TEXT TO READ:
------------------------------

'Iraq's Impending Fracture to Produce Political Earthquake in Turkey''
nusual political stability in Turkey faces upheaval from Iraq's impending fracture along sectarian lines. The birth of an independent Kurdish state in northern Iraq will end Turkey's E.U. accession hopes. The collapse of the accession process will strongly undermine the legitimacy of the ruling Justice and Development Party (A.K.P.), making it increasingly vulnerable to political attacks from Turkey's secular establishment. These attacks could prompt the disintegration of the Erdogan government as soon as the end of 2006.
Sectarianism Governs Iraq
Far from providing the long-awaited impetus for political and social stability, the results of Iraq's December 2005 parliamentary election were another step toward the division of the country along sectarian lines. Secular candidates supported by the Bush administration were trounced in the election, while the broad victory of the Iran-backed Shi'a political parties undermined Washington's influence in Iraq. [See: "Red Lines Crisscross Iraq's Political Landscape"]
Thus far, it has been impossible for either Ibrahim al-Jaafari or his successor as prime minister, Nouri Maliki, to form a government. At the heart of Iraq's political impasse is the country's new U.S.-drafted constitution, which incomprehensibly calls for the division of political powers along sectarian lines.
The constitutionally-mandated division of political power in Iraq was meant to ensure that Shi'a, Kurds and Sunnis would participate equally in a government of "national unity." In practice, however, it has proved impossible for these disparate ethnic groups to reach a consensus for sharing cabinet positions.
Bush administration officials blame the escalation of sectarian violence in Iraq on the inability of the country's political parties to form a government. More likely, it is the other way around. Iraq's descent into civil war, which began with the February 2006 bombing of the al-Askari mosque in Samarra, has made it impossible for Shi'a and Sunni political parties to work together. Meanwhile, sectarian violence has raged out of control. At least 3,000 Iraqis have died in sectarian-related violence since February 2006.
Although Prime Minister Nouri Maliki is expected to soon fill his cabinet positions, Iraq's escalating civil war will continue to obstruct governance making it impossible for the country's new government to function. This, combined with the planned withdrawal in 2006 by most of Washington's coalition partners from Iraq, will pressure the Bush administration to begin withdrawing U.S. troops. A U.S. troop drawdown may be accelerated by electoral politics as the U.S. mid-term elections approach. The withdrawal of U.S.-led forces will fuel Iraq's civil war, speeding the country's fracture along sectarian lines.
Like Iraq's government, Washington played a strong role in the creation of the country's military, police and paramilitary organizations. As a result, these security organizations are also steeped in sectarianism, hence their role in enflaming Iraq's civil war. As foreign forces are withdrawn, Iraq's security organizations will devolve back into the Shi'a and Kurdish militias from which they were derived. These militias will be used to protect Shi'a and Kurdish territories, respectively. Compared to the Shi'a, the Kurdish militia, or peshmerga, is much better organized and more well-armed thanks to many years of U.S. support.

------------------------------

MATERIAL:
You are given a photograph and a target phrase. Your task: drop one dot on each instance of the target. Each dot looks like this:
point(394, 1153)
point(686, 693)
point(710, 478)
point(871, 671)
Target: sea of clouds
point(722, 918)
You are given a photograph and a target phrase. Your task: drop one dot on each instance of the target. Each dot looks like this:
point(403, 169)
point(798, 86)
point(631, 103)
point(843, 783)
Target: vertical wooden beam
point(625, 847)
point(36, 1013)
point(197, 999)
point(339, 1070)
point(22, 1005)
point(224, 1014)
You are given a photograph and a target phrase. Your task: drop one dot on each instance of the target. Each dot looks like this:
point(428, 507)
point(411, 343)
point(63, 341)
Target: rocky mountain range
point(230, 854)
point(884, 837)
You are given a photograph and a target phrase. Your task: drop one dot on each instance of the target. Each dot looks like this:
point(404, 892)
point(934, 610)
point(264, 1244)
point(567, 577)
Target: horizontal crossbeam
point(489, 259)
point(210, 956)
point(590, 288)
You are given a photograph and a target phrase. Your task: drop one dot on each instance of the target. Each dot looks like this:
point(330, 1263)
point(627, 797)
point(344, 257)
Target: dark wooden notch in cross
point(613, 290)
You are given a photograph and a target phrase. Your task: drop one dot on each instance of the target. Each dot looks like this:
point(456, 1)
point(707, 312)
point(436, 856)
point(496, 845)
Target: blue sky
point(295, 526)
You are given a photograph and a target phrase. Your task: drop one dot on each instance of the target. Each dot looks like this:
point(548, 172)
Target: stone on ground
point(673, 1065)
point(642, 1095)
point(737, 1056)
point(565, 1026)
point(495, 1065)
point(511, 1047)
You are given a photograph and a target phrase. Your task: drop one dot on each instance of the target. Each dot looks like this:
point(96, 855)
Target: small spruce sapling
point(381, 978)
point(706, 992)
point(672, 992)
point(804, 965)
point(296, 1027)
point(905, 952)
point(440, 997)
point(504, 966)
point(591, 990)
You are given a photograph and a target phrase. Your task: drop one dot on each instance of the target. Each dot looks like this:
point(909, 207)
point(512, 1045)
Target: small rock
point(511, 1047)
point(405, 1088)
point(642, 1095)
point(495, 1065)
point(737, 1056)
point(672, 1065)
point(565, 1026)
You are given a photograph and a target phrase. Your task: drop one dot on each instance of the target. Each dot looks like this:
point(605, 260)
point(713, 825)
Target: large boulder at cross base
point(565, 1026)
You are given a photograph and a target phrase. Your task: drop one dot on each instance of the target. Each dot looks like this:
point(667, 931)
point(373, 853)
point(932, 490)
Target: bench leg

------------------------------

STATED GOAL 1: According to the article on Iraq's fracture and Turkey, what event began Iraq's descent into civil war?
STATED GOAL 2: Please continue the article on Iraq's fracture and Turkey, starting after its final sentence.
The data was taken from a separate source.

EXERCISE OUTPUT 1: The February 2006 bombing of the al-Askari mosque in Samarra.

EXERCISE OUTPUT 2:
More than 90 percent of the Iraqi National Army troops stationed in northern Iraq, or Iraqi Kurdistan, hail from the Kurdish peshmerga. Rather than allegiance to a central military authority, these troops are loyal to peshmerga leaders. The Kurds have also maintained their peshmerga militia in northern Iraq. Combining these troops gives the Kurds a formidable army with which to defend its territory. Inevitably, Iraqi Kurds, who just anointed their own prime minister and parliament creating the Kurdistan Regional Government, will likely declare their independence from Iraq.
No E.U., No Erdogan
In the past six months, the Turkish military has amassed nearly 250,000 troops in southeastern Turkey and along the border between Turkey and Iraq. This buildup has two aims: thwarting Turkey's own Kurdish separatists operating in the region and protecting the interests of the Turcoman population in Iraqi Kurdistan. The birth of an independent Kurdistan could agitate Turkey's Kurdish population, which has suffered decades of repression at the hands of the Turkish military. It could also undermine the rights of the Turcoman living in Kurdistan.
The militarization of southeastern Turkey in response to Iraq's fracturing and moves toward Kurdish independence has already prompted new repression designed to foil any separatist designs by Turkey's Kurds. This repression, combined with probable Turkish military action against the new Kurdistan, will probably end Turkey's hopes of eventual E.U. accession. Without E.U. accession as an anchor, the Erdogan government will quickly lose its legitimacy.
In Turkey's November 2002 elections, the A.K.P. won a stunning 363 out of 550 parliamentary seats, allowing Prime Minister Erdogan to form the country's first single party government in over ten years. Turkey has a unique electoral system, which allows political parties to gain parliamentary representation only after surpassing a ten percent threshold in popular votes.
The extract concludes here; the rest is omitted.